_EXTRACT TO READ_

- - -

Throughout this period - and beyond it - the three main frontier problems were German pressure in the west, Bohemia's claim to Silesia in the south-west, and the control of the pagan Pomeranians in the north. (At one time Pomerania had been lost to King Canute of Denmark and England.) Silesia, during the whole of the Piast dynasty, was ruled by members of the Piast family; but at times their overlord was the King of Bohemia, and Silesia periodically changed hands between Bohemia and Poland.

Boleslaw III checked the eastward advance of the Germans by a great victory over the forces of the Emperor. He also succeeded in subduing the Poseranians, and undertook their conversion to Christianity. Within Poland he reorganised the state, but then made the mistake of providing for the division of the country after his death into five principalities, to be ruled by his sons and their descendants.

This ushered in the second period - nearly two centuries of disruption, during which Poland ceased to be a united nation and principalities proliferated. Weakened by dynastic rivalries the royal power became insignificant, and that of the nobility - the great landlords and the clergy grew. The Church, however, with all the dioceses subject to the Archbishop of Gniezno, remained the one unifying influence.

- - -

_DIRECTIONS_
1. According to the Poland passage, what remained the one unifying influence during the period of disruption?
2. Retype everything in the Poland passage from "This ushered in" down to "one unifying influence.".

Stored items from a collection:

- - -

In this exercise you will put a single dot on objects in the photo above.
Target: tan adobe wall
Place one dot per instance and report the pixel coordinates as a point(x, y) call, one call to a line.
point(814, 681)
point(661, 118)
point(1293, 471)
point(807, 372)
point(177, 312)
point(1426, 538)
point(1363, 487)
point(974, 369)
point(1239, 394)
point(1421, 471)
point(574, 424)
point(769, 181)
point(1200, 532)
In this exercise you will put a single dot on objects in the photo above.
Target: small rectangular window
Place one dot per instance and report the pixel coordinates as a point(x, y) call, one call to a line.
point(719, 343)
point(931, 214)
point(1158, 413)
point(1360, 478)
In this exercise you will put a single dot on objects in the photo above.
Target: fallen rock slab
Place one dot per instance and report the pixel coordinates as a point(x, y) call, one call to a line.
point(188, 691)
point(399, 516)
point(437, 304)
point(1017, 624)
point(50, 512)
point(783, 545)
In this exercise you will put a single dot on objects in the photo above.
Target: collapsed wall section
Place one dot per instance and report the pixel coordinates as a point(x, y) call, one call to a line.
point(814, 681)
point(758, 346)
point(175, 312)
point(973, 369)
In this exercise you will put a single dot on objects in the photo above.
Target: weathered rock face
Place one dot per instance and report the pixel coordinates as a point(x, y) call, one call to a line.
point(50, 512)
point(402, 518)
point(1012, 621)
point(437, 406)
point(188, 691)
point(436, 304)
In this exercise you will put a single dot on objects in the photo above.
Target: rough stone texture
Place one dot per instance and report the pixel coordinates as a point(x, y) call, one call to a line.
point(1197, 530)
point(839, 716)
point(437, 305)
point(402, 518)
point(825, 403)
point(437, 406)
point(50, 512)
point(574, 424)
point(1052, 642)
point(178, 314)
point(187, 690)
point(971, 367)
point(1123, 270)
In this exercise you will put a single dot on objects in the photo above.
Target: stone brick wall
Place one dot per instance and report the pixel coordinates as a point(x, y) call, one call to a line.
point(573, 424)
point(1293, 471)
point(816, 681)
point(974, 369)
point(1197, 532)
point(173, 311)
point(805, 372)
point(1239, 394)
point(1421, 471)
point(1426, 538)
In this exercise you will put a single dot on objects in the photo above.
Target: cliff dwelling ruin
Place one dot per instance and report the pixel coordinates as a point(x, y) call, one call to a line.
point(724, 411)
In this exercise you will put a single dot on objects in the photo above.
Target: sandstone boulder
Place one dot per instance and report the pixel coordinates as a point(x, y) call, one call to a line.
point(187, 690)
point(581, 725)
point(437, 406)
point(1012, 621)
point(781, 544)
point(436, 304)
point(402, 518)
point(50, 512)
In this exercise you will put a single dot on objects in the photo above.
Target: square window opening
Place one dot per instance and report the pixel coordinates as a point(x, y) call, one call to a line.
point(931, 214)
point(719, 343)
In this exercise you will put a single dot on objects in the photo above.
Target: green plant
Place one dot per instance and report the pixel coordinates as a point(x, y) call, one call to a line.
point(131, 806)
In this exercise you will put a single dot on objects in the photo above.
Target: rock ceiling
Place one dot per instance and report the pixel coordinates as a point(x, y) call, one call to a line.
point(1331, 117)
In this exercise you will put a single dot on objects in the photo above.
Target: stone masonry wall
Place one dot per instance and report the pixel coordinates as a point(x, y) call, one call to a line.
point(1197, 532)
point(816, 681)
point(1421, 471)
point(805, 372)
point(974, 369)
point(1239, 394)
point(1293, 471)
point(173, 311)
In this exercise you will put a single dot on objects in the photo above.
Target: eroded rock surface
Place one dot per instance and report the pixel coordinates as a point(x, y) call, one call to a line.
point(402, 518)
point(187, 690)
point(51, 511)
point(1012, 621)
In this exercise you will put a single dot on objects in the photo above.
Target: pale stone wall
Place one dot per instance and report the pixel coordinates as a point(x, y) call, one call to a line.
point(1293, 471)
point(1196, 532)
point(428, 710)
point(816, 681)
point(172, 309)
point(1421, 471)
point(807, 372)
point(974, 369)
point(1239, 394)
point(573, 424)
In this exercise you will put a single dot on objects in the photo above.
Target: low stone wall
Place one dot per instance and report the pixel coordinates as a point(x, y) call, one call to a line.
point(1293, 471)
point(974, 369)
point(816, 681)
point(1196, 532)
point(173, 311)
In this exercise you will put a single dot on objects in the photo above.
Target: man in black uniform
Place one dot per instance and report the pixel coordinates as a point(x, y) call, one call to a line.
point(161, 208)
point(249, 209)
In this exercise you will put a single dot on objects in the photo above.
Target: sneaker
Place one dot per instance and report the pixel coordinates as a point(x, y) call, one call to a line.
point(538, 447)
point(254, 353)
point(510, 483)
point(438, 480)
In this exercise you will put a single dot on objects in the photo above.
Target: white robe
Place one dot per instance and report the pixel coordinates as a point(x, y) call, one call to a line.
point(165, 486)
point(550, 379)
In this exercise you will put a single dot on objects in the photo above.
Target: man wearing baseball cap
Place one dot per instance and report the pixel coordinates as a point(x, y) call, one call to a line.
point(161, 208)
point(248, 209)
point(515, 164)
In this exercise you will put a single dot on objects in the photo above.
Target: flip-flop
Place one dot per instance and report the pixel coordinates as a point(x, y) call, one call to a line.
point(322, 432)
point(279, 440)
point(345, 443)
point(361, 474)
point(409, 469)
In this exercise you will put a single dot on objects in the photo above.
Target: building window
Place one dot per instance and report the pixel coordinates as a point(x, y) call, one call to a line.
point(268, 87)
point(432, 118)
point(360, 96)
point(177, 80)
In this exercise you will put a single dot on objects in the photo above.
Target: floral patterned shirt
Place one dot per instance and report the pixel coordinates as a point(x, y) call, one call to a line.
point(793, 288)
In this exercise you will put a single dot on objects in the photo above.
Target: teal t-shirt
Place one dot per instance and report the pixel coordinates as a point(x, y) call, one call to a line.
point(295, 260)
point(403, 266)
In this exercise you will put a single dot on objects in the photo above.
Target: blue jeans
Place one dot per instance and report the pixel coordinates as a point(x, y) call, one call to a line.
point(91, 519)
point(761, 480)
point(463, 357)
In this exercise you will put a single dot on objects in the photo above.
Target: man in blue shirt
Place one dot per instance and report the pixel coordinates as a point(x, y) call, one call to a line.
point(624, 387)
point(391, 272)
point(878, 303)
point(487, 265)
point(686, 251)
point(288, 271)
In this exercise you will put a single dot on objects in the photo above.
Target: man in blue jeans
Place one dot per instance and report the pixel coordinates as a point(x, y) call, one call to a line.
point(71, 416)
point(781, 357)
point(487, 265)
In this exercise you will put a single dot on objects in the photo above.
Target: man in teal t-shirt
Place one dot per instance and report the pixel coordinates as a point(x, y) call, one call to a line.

- - -

_OUTPUTS IN ORDER_
1. The Church, with all the dioceses subject to the Archbishop of Gniezno.

2.
This ushered in the second period - nearly two centuries of disruption, during which Poland ceased to be a united nation and principalities proliferated. Weakened by dynastic rivalries the royal power became insignificant, and that of the nobility - the great landlords and the clergy grew. The Church, however, with all the dioceses subject to the Archbishop of Gniezno, remained the one unifying influence.